WHAT THE EXERCISE ASKS >> Scan the entries that follow and copy out every line containing "below".

RECORDS FOR THE TASK >>
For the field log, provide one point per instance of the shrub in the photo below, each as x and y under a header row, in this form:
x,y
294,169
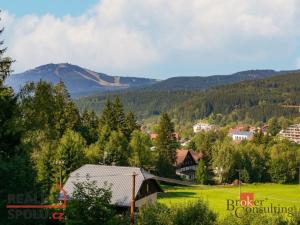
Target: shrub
x,y
192,213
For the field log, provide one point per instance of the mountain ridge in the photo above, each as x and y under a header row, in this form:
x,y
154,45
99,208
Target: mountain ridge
x,y
82,82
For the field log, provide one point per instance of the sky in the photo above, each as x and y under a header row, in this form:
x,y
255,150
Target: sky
x,y
154,38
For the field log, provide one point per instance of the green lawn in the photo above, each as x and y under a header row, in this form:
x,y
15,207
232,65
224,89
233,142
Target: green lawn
x,y
216,196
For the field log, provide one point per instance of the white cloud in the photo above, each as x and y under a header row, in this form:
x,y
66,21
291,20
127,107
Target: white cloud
x,y
131,35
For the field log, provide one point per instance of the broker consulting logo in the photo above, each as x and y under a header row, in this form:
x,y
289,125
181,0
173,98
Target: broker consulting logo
x,y
247,204
18,207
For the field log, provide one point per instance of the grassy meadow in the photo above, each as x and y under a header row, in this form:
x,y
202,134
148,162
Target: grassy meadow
x,y
216,196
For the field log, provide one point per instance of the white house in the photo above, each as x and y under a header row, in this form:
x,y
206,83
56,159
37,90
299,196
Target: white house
x,y
291,133
120,180
241,135
202,127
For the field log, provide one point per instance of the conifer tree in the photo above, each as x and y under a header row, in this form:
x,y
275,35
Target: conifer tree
x,y
16,171
166,146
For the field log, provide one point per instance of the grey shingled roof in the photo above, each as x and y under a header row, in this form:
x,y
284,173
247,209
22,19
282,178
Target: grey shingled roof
x,y
118,177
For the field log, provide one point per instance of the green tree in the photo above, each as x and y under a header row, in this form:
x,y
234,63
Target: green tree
x,y
117,149
90,205
274,126
284,163
131,124
140,145
202,173
71,152
166,145
89,126
16,170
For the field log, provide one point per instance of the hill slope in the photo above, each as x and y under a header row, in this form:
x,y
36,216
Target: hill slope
x,y
251,101
79,81
202,83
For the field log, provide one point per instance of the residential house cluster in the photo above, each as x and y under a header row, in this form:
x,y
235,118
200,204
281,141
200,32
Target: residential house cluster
x,y
291,133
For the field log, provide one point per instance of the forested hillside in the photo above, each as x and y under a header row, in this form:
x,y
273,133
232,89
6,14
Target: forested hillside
x,y
253,101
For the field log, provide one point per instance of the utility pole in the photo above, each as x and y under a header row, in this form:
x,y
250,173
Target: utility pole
x,y
299,174
60,164
132,199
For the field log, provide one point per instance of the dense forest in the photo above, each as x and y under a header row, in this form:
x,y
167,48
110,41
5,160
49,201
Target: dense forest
x,y
249,101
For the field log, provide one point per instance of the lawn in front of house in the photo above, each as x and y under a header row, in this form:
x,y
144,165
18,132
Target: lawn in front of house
x,y
276,194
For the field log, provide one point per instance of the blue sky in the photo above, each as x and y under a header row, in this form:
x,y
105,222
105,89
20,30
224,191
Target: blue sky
x,y
154,38
41,7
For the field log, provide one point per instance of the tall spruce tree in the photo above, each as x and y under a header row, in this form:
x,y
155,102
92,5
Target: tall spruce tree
x,y
16,172
166,145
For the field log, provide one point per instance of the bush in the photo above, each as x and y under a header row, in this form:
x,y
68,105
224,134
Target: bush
x,y
192,213
253,219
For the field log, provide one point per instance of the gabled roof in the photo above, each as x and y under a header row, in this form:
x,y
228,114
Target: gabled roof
x,y
244,133
120,179
181,154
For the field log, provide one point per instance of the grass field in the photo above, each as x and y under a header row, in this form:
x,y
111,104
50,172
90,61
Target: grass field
x,y
216,196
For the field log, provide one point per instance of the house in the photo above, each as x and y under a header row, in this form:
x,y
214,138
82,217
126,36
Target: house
x,y
291,133
120,180
202,127
186,162
241,135
239,128
153,136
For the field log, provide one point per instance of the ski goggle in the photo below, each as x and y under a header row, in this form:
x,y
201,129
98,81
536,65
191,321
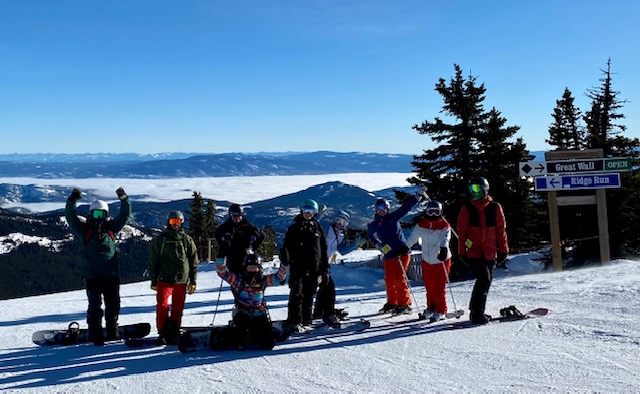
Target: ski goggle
x,y
99,213
342,222
253,268
310,210
433,212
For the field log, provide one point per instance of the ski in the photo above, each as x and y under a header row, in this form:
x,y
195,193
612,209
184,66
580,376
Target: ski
x,y
74,334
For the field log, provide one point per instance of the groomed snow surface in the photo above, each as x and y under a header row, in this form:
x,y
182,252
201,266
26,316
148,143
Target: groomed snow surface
x,y
589,341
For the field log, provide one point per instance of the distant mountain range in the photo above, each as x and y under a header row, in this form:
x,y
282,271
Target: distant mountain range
x,y
184,165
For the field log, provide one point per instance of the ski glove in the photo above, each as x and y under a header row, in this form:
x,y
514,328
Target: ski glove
x,y
121,194
402,250
442,255
75,195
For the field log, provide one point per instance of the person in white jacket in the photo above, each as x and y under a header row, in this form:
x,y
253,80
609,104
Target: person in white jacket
x,y
435,232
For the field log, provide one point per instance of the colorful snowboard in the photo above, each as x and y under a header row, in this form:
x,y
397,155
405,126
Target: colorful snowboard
x,y
74,334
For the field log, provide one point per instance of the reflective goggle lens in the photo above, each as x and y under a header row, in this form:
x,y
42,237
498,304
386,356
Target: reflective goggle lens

RESULT OF THE EXERCISE >>
For the field log, provide one point per instance of the shrub in the photo below, each as x and y under a header row, in this form:
For the field log, provide one point per instance of the ski goggle in the photo below, each as x and y under a header row, in this form:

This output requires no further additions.